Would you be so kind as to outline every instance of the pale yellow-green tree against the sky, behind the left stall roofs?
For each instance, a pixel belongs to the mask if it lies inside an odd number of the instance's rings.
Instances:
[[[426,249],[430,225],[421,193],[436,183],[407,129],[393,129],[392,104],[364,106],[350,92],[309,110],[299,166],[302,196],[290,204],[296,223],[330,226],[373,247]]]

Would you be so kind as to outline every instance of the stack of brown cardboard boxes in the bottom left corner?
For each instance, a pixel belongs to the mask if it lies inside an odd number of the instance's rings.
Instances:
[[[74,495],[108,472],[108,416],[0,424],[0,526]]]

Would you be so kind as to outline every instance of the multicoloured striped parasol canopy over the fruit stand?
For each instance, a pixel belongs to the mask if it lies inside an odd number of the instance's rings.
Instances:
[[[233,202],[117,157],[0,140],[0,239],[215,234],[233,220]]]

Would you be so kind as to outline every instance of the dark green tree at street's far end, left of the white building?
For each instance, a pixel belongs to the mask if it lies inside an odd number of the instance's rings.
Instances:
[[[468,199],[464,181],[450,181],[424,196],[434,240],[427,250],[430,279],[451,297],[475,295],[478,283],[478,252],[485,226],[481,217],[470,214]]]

---

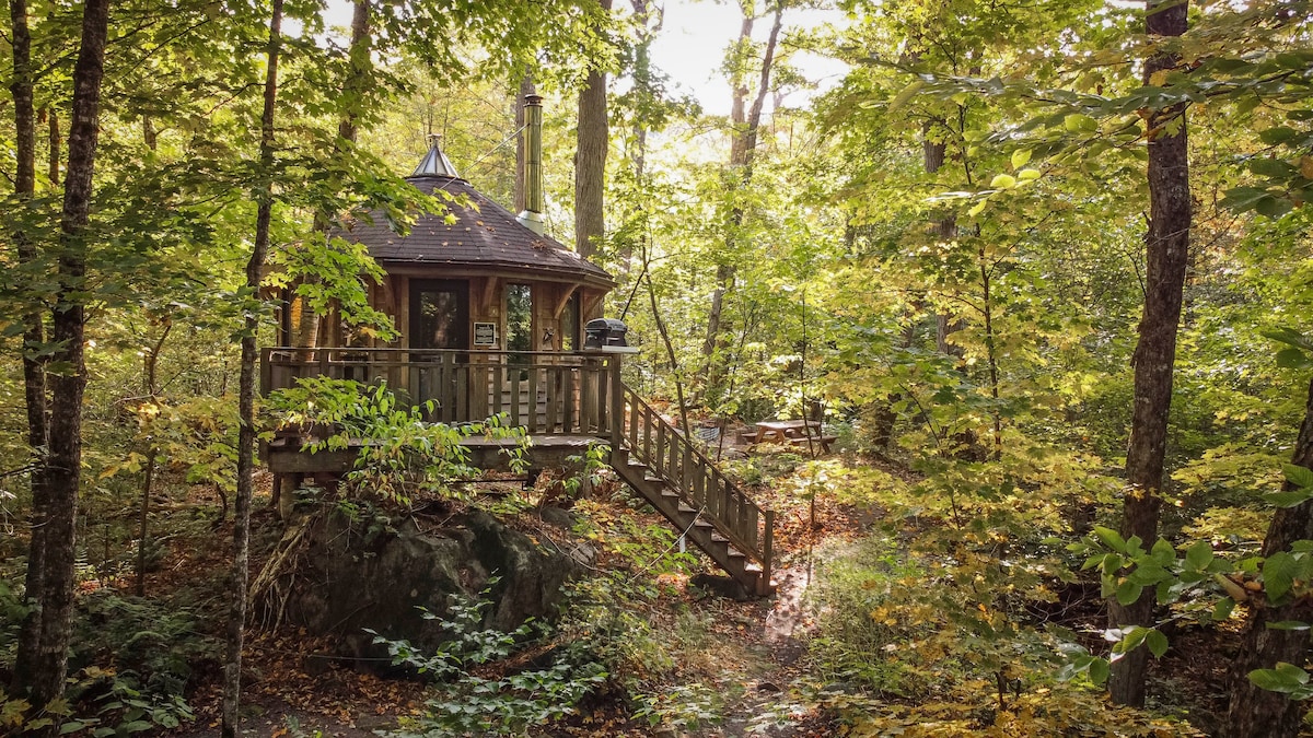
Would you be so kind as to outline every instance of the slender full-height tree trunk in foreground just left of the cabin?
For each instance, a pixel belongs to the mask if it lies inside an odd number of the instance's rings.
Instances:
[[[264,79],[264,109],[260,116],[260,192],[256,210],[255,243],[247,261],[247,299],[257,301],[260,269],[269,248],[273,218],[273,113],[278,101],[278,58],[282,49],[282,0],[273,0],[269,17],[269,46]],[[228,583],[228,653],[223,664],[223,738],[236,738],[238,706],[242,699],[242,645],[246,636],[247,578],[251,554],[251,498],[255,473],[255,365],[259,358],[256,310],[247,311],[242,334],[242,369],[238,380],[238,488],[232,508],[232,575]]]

TASK DETAILS: From the entries, copy out each line containing the word "kind".

EXERCISE RESULT:
Would you be so kind as to outline every instance of the pale yellow-green tree against the sky, behind the left stall roofs?
Would you be so kind as to outline every instance of the stack of brown cardboard boxes in the bottom left corner?
Would you be so kind as to outline every instance of the multicoloured striped parasol canopy over the fruit stand?
Would you be so kind as to outline every instance of the dark green tree at street's far end, left of the white building?
Would you be so kind as to outline every instance of the slender full-height tree trunk in foreground just left of the cabin?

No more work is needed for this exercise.